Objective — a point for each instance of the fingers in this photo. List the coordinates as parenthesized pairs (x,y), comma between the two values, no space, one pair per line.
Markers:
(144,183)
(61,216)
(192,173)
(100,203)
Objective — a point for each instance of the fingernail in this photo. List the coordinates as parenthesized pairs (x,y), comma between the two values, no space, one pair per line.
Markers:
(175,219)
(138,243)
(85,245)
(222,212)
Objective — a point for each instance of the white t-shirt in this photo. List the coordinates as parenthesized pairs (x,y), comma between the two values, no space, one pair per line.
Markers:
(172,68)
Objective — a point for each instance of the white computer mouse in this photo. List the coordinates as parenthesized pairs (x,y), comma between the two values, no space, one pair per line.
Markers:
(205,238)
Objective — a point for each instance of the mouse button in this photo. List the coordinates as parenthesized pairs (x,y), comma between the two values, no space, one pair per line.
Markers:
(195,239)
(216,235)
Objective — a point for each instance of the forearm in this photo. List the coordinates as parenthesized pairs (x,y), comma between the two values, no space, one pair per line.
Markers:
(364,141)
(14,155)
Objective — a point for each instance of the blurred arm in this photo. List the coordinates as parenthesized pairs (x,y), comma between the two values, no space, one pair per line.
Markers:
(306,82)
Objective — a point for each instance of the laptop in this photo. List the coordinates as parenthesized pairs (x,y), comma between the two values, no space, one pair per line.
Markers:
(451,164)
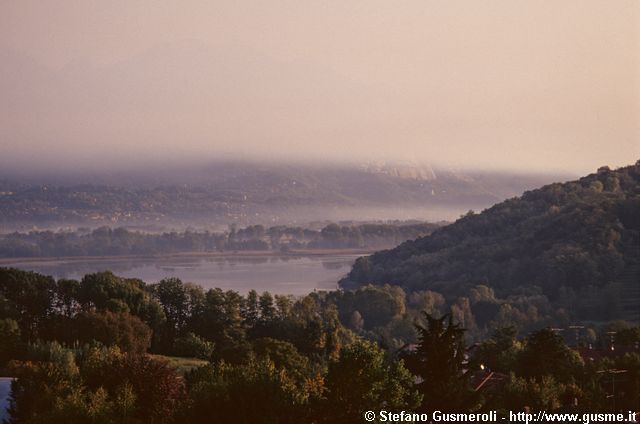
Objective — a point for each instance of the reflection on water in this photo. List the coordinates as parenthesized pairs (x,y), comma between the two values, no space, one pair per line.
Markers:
(277,274)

####

● **TASK TO CARRY OUT**
Edit the rows from the line containing "Objective — a point for each instance of the white computer" through the end of the rows, both ends included, so that "forearm" becomes "lower arm" and nothing else changes. Leave the pictures out of your answer.

● **TASK ANSWER**
Objective — a point for each instance of the white computer mouse in this photo. List the coordinates as parenthesized pairs (x,y), comma between the two values, no space, one pair per line.
Markers:
(205,238)
Objective — a point for each instance of the mouse button in this photo. List the coordinates as parenthesized pairs (x,y), comma between the two values, no space, one pair per line.
Markers:
(195,239)
(216,235)
Objective — a point for each instance of the lower arm in this photo. List the coordinates as parenthesized pairs (x,y), comma between the two values, no space, one pair per line.
Markers:
(364,141)
(14,155)
Objective — a point for each instance of the blurred arm in this photo. List the coordinates as parenthesized pairs (x,y), comma between the two values, no space, one pair per line.
Markers:
(306,82)
Objective — a point for each instance of the laptop in this photo. List the coordinates as parenthesized pairs (x,y), comma between the two values, no space, one pair per line.
Markers:
(451,164)
Objective — a point for each instance of the reflection on water in this photo. List the coordinates as parenthesized pairs (x,y), comma between the two values, no space, one pair per line.
Markers:
(277,274)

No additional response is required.